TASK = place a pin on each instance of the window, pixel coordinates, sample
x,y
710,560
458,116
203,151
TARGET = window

************

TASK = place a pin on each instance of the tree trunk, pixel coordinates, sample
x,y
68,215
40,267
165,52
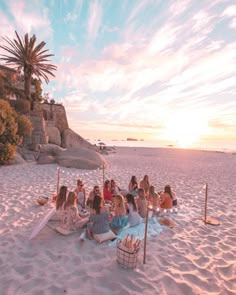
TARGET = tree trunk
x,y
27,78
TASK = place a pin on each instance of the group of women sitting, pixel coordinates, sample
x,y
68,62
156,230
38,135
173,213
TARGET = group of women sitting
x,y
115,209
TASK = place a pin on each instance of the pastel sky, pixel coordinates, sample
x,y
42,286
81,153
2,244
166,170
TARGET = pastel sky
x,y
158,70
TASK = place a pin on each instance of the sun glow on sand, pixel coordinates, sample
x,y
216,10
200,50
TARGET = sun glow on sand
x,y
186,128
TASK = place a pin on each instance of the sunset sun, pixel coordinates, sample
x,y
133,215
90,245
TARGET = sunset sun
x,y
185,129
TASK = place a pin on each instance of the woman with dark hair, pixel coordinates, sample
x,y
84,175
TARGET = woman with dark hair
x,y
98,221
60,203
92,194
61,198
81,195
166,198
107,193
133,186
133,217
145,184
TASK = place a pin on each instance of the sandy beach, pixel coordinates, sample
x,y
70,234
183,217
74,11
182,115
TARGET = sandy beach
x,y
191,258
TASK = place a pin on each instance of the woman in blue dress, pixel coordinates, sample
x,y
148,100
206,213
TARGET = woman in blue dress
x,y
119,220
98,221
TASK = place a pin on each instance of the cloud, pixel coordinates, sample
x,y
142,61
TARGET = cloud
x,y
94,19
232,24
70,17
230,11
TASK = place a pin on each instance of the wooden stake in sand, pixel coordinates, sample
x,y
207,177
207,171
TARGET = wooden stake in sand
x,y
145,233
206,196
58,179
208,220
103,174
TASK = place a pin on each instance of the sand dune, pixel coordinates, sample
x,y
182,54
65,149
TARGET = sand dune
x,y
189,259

************

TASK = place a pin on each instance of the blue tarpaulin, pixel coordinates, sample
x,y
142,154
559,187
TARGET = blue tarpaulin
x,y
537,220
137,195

************

From the first listing, copy out verbatim the lines beginning with the line that contains "window, pixel coordinates, sample" and continuing through the line that contains "TARGET = window", both included.

TASK = place a pin on each instance of the window, pixel coordinates, sample
x,y
710,560
458,116
203,151
TARGET = window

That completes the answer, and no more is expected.